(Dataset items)
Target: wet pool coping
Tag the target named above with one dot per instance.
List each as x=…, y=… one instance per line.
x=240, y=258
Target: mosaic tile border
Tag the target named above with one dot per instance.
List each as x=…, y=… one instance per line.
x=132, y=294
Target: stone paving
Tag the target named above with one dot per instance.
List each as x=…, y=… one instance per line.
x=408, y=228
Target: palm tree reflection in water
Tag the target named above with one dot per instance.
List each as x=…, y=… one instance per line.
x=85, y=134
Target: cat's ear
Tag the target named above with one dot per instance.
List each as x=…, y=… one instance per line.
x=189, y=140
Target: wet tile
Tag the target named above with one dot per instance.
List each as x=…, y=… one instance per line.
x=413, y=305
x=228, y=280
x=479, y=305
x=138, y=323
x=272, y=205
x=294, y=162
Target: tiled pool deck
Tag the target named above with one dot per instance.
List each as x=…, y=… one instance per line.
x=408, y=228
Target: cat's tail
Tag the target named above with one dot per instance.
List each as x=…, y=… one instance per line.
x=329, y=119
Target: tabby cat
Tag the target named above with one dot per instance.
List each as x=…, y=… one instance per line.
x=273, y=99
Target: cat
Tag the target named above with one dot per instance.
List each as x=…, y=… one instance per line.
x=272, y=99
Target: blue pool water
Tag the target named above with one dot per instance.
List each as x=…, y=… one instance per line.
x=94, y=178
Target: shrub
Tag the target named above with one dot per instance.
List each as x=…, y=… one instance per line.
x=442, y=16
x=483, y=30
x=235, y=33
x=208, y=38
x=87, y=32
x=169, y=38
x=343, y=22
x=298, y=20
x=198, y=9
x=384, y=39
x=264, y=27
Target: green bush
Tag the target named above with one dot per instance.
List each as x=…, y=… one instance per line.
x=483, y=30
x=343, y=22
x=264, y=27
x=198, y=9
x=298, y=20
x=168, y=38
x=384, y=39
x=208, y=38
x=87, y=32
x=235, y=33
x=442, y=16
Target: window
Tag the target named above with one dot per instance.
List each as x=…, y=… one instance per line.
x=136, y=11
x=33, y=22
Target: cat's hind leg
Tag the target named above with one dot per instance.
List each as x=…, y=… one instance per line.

- _What this task involves_
Set out, exactly as written, the lines from the line with "Target: window" to the last line of the records, inclusive, and only those lines.

- _Expected answer_
Target: window
Tag the target named above with one dot per instance.
List each as x=…, y=… one instance per line.
x=136, y=11
x=33, y=22
Target: cat's hind leg
Tag the target named above with one dot per instance.
List each as x=…, y=… one instance per line.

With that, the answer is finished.